> [Brief A]: In the news item on foreign species in U.S. waters, what share of ships calling at Chesapeake ports carry live organisms in their ballast?
> [Brief B]: Quote the news item on foreign species word for word, starting at "Tuesday, August 15th" and ending at "Research Center found.".

╭─ Passage shown

The Great Lakes are not the only waters flooded with foreign critters: From New York's Hudson Bay to Puget Sound in the Pacific Northwest, scientists and government officials are looking for answers.
Tuesday, August 15th 2000, 12:00 am
By: News On 6
The Great Lakes are not the only waters flooded with foreign critters: From New York's Hudson Bay to Puget Sound in the Pacific Northwest, scientists and government officials are looking for answers.
``Nonindigenous species are having dramatic effects on marine, estuarine and fresh water ecosystems throughout the world,'' the Chesapeake Bay Commission warned in a 1995 report.
More ship ballast water is dumped into the Chesapeake than anywhere else on the East Coast, the report said. About 90 percent of the ships calling at Chesapeake ports carry live organisms in their ballast, the Smithsonian Environmental Research Center found.

╰─
╭─ Data provided

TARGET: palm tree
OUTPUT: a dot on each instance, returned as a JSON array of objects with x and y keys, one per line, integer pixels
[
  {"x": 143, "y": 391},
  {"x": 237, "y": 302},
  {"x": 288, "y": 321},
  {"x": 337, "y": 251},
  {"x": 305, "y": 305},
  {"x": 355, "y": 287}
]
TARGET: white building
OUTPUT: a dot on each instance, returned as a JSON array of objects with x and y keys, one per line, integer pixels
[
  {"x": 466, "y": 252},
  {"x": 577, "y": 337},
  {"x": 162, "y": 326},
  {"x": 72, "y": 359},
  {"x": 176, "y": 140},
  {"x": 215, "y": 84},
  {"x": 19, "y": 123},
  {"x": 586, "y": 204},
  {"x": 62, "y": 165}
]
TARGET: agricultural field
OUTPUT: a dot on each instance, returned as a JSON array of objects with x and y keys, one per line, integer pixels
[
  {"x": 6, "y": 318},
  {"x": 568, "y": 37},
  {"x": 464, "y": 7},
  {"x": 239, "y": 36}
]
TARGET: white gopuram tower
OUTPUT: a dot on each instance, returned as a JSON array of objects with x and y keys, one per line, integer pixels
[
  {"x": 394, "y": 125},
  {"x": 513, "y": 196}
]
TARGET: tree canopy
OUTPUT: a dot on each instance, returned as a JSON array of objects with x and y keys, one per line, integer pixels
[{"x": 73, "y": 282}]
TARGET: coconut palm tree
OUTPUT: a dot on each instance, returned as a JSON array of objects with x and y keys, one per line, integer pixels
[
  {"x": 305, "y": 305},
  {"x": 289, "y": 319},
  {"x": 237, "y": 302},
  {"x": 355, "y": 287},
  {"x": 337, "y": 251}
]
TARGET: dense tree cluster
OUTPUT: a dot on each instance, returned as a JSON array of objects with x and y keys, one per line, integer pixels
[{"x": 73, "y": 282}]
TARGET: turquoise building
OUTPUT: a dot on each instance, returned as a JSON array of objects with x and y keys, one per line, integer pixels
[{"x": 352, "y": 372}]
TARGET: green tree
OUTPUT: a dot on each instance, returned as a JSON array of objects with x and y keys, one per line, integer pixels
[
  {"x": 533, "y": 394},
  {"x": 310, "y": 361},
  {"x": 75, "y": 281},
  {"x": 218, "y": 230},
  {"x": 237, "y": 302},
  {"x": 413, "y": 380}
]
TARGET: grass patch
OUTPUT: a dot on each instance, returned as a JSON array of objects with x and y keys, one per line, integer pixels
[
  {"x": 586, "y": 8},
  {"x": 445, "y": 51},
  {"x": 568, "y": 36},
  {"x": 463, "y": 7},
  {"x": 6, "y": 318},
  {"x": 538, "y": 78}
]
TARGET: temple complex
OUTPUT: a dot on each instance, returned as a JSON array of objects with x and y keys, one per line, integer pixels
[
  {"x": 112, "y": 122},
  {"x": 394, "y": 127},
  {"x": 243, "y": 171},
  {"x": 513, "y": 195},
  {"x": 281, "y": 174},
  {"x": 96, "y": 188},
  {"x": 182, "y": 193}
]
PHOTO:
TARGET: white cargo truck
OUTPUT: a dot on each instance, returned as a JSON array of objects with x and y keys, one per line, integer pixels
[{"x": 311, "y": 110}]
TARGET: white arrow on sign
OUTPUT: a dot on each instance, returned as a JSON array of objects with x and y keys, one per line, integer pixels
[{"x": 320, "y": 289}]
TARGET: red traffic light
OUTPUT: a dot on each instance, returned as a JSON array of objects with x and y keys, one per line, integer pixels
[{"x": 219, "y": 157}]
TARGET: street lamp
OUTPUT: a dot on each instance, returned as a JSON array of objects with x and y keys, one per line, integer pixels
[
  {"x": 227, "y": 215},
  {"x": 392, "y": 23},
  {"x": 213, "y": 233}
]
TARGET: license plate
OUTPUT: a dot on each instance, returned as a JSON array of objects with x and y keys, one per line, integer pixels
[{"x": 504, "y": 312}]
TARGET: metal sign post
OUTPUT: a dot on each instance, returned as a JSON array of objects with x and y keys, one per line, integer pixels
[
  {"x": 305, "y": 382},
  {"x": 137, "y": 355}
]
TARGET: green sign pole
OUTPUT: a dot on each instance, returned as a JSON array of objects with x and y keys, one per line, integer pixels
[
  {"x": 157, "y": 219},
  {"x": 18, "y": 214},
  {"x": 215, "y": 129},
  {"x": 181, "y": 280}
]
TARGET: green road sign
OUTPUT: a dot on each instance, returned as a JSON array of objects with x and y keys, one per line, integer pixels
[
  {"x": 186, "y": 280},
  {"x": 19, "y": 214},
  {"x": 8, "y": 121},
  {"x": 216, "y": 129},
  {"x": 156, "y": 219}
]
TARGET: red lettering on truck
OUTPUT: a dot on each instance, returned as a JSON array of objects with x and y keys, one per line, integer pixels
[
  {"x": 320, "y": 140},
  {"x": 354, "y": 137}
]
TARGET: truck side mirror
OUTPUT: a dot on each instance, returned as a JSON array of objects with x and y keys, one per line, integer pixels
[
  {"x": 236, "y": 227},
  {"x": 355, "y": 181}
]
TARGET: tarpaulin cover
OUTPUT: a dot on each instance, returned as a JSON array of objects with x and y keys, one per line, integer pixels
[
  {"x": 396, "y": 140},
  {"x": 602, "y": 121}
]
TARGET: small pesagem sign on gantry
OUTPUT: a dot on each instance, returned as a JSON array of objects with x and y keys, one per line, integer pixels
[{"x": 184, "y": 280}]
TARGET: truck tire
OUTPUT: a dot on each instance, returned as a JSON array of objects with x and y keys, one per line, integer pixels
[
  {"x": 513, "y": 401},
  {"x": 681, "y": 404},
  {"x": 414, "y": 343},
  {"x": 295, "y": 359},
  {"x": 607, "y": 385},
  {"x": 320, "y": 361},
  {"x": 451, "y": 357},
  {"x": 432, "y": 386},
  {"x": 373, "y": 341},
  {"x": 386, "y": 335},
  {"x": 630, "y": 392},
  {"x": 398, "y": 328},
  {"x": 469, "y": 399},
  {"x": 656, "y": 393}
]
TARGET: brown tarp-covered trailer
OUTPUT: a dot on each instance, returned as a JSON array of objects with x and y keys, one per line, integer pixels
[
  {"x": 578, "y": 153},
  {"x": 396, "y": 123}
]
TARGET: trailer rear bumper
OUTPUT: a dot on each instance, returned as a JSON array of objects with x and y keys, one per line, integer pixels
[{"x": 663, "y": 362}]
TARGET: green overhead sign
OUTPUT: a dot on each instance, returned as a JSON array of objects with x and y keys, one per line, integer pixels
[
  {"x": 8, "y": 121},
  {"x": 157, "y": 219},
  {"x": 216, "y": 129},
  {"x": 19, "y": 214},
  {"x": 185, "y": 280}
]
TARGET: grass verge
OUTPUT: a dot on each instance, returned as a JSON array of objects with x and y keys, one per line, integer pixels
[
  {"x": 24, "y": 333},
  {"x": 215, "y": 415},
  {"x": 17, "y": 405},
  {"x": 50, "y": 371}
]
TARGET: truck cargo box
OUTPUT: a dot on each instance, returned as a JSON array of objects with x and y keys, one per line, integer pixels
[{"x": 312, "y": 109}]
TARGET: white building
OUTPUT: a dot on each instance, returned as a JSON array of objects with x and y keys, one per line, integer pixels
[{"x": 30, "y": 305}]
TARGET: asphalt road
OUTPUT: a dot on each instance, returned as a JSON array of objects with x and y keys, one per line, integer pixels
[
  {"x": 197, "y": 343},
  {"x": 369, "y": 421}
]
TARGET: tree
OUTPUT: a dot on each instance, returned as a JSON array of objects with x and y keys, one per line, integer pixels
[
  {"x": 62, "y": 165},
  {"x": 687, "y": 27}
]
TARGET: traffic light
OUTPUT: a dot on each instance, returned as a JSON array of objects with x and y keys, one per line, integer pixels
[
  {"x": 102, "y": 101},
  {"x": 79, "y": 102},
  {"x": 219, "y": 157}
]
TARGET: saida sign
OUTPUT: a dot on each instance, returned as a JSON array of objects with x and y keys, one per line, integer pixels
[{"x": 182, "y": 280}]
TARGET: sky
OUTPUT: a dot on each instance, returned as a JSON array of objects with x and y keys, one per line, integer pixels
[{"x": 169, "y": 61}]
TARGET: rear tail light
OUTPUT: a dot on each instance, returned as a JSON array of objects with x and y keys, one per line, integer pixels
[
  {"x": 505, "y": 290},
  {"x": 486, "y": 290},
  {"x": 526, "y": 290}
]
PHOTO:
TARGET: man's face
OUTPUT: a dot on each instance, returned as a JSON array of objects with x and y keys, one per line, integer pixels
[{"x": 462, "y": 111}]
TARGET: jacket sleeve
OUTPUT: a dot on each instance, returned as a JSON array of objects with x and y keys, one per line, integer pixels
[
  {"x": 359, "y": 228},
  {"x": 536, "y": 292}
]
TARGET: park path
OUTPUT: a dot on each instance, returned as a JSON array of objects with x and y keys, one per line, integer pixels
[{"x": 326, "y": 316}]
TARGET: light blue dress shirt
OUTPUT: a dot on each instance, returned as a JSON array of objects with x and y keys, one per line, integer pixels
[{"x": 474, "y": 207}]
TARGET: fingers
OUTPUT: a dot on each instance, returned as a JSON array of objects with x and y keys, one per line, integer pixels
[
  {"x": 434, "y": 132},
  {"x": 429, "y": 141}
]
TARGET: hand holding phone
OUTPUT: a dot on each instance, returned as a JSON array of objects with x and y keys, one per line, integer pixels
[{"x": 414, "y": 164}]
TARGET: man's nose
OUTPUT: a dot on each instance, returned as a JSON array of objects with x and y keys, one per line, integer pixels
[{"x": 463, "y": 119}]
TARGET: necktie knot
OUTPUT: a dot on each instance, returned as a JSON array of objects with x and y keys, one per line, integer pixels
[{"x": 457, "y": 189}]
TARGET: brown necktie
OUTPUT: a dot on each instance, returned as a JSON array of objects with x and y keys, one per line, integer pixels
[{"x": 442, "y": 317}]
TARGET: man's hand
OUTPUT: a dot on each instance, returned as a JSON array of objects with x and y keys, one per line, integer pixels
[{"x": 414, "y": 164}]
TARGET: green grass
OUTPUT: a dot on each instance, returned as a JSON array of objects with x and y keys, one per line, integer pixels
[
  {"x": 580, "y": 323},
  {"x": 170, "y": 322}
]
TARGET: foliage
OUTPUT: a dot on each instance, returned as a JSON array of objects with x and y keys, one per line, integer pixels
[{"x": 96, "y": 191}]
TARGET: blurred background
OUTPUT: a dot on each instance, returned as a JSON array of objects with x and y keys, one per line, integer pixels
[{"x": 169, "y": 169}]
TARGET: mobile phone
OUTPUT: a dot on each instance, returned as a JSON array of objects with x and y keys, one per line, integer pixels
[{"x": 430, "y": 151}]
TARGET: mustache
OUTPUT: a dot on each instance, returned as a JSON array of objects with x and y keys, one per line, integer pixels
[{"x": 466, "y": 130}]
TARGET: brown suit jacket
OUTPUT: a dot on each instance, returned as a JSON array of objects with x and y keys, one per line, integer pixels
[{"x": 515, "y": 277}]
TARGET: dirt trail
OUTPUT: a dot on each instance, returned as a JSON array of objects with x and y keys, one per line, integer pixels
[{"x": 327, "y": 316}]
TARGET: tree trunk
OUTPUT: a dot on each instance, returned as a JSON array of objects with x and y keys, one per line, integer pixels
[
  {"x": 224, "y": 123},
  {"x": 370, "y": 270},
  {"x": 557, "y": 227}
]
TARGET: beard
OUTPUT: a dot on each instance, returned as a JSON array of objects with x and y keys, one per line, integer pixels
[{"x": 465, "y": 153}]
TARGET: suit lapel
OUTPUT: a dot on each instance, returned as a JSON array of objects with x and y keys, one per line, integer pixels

╰─

> [Problem solution A]: About 90 percent.

> [Problem solution B]:
Tuesday, August 15th 2000, 12:00 am
By: News On 6
The Great Lakes are not the only waters flooded with foreign critters: From New York's Hudson Bay to Puget Sound in the Pacific Northwest, scientists and government officials are looking for answers.
``Nonindigenous species are having dramatic effects on marine, estuarine and fresh water ecosystems throughout the world,'' the Chesapeake Bay Commission warned in a 1995 report.
More ship ballast water is dumped into the Chesapeake than anywhere else on the East Coast, the report said. About 90 percent of the ships calling at Chesapeake ports carry live organisms in their ballast, the Smithsonian Environmental Research Center found.